WHAT YOU WILL DO:
Search term "segment": please show all lines in the listing that contain it.

[Start of section]

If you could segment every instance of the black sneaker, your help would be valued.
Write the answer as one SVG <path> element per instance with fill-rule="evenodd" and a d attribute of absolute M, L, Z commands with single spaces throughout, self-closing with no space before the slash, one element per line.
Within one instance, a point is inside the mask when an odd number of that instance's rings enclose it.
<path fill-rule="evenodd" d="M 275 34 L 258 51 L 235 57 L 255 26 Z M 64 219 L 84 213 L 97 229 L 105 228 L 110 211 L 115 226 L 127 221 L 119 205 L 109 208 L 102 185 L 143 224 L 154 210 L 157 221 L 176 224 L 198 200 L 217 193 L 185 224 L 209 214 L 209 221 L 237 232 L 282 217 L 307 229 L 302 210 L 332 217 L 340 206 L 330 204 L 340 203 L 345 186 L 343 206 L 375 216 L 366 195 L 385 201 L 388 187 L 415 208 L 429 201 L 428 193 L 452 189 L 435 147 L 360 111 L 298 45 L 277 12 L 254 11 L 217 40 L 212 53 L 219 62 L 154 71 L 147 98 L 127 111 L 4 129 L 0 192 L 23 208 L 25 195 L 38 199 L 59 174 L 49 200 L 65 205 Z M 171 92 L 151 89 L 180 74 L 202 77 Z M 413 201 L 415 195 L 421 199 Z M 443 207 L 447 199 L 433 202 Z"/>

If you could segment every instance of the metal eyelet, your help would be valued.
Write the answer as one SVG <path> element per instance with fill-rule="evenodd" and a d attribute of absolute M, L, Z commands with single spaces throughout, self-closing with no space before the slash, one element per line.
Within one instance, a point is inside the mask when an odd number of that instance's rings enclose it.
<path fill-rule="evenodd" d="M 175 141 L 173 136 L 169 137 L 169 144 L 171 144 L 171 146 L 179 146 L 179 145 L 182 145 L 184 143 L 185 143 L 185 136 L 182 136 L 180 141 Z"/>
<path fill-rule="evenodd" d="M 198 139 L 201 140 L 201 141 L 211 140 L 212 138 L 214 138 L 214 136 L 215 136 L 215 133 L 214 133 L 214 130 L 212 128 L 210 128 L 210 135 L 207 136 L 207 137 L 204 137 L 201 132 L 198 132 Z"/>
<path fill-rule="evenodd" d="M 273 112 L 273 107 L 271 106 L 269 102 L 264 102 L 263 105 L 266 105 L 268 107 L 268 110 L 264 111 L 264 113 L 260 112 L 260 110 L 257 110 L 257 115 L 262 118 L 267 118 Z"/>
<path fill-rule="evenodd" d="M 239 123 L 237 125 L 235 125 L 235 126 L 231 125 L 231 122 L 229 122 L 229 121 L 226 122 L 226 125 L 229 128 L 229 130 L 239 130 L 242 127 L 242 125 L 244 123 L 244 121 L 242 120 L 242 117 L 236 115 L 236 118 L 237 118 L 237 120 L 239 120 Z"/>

[End of section]

WRITTEN SOLUTION:
If you could segment every instance of the black sneaker, your help would be valued.
If you could segment every instance of the metal eyelet, your help would be valued.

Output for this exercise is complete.